▶ [Provided passage]:
Media, Civil Rights and Open/Closed Networks
MARK LLOYD: The ability to communicate is fundamental in a democracy, and was fundamental actually to create a democracy. Those of us who also believe that free markets are of value also believe the communications and information is fundamental for markets to work in a way that actually solves the interests of investors and the interests of those that we modern folks think of as consumers. The founding fathers never even used the word consumer. Can you imagine? Imagine that.
The story that I tell about the relationship between civil rights and communications policy is not the story that you usually hear about, you know, all the brave reporters in the north reporting about all those terrible things happening in the south. The story that I tell is Martin Luther King met with a guy named Everett Parker in New York City about what it was that Parker at the United Church of Christ could actually do to help the Negro movement in the south.
And, King said, “Can you do something about the television stations?” Parker was a broadcaster. He knew something about broadcasting, and King who was at this time, this is the early 60s, one of the most visible people in America, was having a lot of problems because of the fact that there were segregationists running television stations and radio stations in the south who were not broadcasting his messages that were broadcasting the messages of the White Citizens Council and other places in the south. And when King would do an interview at NBC or CBS in New York, the broadcasters in the south would cut the signals to those interviews or documentaries and put up a sign saying, “Sorry, cable trouble.”
So, King understood that people, sort of, got their realities—particularly in the south and the white ministers and the white population—from watching television and seeing folks, from listening and reading and watching the editorials, and there must be a way to have an impact on what the television folks were doing. And so, what Parker did was [he] went around the country in the south—not the country—but went around the south watching TV, and decided that he was going to focus his efforts on Jackson, Mississippi. He found a station that was actually relatively typical in the south but in a really horrible place. And what he found was that this station was not referring positively or neutrally to the African American citizens in the south. He found that the station simply was not serving roughly 40 percent of their population in the community. And, so he took this evidence to the FCC, and the FCC said, “Well, this is really very interesting. We will give them a license for one year to continue to serve, and maybe they’ll improve,” and Parker says, “This doesn’t make any sense.” And, the FCC said, “You don’t have standing. You and the community don’t have the right to come to the FCC to complain about what your local television/radio stations were doing.”
What it was that Parker and the civil rights case did, was challenge the Federal Communications Commission and create for all Americans the right to complain about what about their local broadcasters that were licensed to serve them were doing. This was clear civil rights law, civil rights movement, civil right activity directed toward broadcasting—it’s the United Church of Christ versus v. FCC. This changed the way that the broadcasters were operating and established a wide variety of laws that were sort of eroded by the Reagan Administration. So this, for me, is really the connection between the communications policy issues and establishing equal rights in America.

▶ [Source data]:
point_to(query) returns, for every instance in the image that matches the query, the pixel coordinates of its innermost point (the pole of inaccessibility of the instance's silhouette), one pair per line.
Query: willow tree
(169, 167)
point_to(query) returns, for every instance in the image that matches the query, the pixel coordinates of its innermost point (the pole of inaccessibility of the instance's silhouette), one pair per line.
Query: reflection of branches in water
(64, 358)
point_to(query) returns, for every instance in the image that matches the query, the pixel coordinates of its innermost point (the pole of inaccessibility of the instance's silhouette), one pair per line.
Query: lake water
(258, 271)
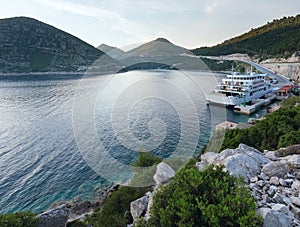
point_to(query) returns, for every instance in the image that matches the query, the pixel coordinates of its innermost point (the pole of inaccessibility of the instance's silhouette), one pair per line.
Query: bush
(146, 159)
(279, 129)
(20, 219)
(209, 198)
(116, 209)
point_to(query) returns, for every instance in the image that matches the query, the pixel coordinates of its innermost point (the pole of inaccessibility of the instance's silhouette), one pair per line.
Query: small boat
(238, 89)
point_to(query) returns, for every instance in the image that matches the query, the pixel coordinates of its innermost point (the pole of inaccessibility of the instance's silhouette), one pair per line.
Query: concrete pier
(249, 109)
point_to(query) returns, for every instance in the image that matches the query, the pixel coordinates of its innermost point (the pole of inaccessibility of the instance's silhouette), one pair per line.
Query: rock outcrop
(55, 217)
(141, 207)
(272, 178)
(163, 173)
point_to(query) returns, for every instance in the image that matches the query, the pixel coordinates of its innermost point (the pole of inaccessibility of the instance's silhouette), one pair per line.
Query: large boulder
(138, 207)
(275, 218)
(57, 217)
(163, 173)
(275, 169)
(293, 161)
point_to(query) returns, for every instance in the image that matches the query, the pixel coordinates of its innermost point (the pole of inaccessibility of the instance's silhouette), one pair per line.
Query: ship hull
(221, 99)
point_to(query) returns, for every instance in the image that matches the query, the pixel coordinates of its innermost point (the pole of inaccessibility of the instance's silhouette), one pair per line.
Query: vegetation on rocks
(279, 129)
(279, 38)
(20, 219)
(28, 45)
(203, 198)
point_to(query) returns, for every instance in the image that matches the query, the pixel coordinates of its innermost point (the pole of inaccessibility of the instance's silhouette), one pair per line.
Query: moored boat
(237, 89)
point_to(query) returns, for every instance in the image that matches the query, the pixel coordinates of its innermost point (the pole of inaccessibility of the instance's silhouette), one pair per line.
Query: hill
(279, 38)
(114, 52)
(157, 47)
(28, 45)
(161, 53)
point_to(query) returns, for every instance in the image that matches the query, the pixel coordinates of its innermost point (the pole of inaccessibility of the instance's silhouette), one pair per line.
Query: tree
(208, 198)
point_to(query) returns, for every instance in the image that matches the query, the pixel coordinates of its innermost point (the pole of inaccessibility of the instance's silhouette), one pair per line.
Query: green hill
(279, 38)
(114, 52)
(28, 45)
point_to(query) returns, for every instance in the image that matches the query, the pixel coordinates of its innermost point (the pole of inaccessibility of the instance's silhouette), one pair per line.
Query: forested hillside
(279, 38)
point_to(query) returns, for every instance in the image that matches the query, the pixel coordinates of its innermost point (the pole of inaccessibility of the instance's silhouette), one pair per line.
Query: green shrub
(208, 198)
(279, 129)
(115, 211)
(20, 219)
(146, 159)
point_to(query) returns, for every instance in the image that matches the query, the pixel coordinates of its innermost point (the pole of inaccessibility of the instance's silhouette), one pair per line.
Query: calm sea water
(48, 126)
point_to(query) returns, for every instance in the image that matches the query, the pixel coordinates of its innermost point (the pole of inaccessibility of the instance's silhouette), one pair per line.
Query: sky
(121, 23)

▶ [Exercise task A]: Retype the passage on civil rights and communications policy from "The story that I tell about" down to "movement in the south.".
▶ [Exercise task B]: Pull out every line of the records that contains the string "water". Case counts.

▶ [Full output A]:
The story that I tell about the relationship between civil rights and communications policy is not the story that you usually hear about, you know, all the brave reporters in the north reporting about all those terrible things happening in the south. The story that I tell is Martin Luther King met with a guy named Everett Parker in New York City about what it was that Parker at the United Church of Christ could actually do to help the Negro movement in the south.

▶ [Full output B]:
Query: reflection of branches in water
Query: lake water
Query: calm sea water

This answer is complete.